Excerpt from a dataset
-- start --
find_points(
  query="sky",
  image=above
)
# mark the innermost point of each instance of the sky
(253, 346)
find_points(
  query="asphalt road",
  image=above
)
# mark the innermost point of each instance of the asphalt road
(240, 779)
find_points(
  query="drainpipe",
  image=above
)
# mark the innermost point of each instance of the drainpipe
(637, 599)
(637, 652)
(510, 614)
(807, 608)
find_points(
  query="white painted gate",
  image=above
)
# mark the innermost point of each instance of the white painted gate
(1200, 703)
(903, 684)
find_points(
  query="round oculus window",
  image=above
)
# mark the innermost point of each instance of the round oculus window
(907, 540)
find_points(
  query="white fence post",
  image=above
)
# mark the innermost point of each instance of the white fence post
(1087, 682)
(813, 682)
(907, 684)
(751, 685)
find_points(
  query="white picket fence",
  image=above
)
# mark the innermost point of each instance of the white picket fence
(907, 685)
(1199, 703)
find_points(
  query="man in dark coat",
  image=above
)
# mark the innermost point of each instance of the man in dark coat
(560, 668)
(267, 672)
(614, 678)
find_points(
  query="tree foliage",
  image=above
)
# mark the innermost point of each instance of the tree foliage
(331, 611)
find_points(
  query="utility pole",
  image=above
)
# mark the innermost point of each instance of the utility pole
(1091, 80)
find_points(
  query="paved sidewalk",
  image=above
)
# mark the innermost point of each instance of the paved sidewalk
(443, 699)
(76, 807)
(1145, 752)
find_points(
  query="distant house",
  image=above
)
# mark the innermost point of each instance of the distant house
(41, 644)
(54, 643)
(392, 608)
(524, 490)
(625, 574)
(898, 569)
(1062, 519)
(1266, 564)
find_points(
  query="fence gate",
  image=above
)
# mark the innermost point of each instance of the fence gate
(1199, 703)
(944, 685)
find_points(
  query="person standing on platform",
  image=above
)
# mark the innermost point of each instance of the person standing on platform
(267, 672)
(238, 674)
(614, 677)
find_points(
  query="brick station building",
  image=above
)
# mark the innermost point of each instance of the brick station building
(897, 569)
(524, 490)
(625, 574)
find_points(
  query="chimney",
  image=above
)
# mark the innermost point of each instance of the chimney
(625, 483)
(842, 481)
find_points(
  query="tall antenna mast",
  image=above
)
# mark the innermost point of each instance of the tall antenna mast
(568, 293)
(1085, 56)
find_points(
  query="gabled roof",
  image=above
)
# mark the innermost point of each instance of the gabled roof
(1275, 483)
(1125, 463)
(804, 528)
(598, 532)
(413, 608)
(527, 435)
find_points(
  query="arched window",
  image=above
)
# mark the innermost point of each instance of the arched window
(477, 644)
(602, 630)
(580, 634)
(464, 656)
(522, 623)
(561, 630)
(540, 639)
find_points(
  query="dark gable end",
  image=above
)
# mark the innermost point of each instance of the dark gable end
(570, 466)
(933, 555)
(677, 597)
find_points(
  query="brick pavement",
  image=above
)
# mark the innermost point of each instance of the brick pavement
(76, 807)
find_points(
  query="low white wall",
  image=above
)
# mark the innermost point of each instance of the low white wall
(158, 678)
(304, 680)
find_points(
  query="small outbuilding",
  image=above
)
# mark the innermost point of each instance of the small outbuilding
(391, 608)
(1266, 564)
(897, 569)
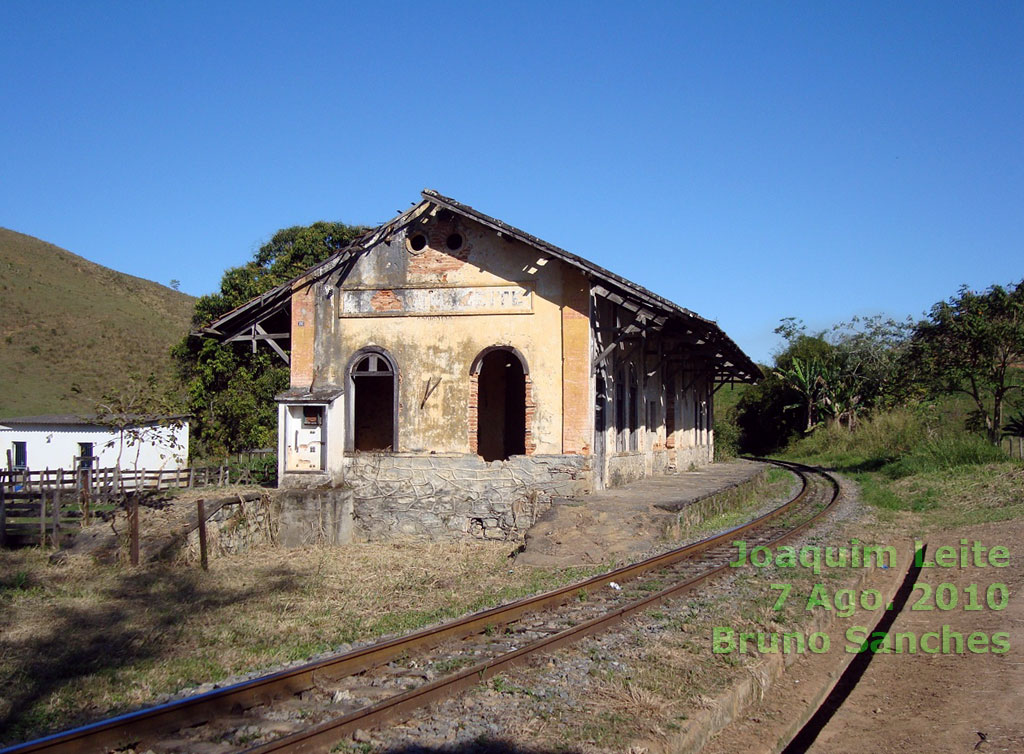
-- end --
- _INSTRUCTIONS FOR THE TASK_
Report each line above that contains the word "gate".

- _EXERCISE OUTPUT_
  query="white painted gate",
# mark the innermost point of each instance of the white painted gate
  query="fence gate",
# mark the innermost point of each instance of the fence gate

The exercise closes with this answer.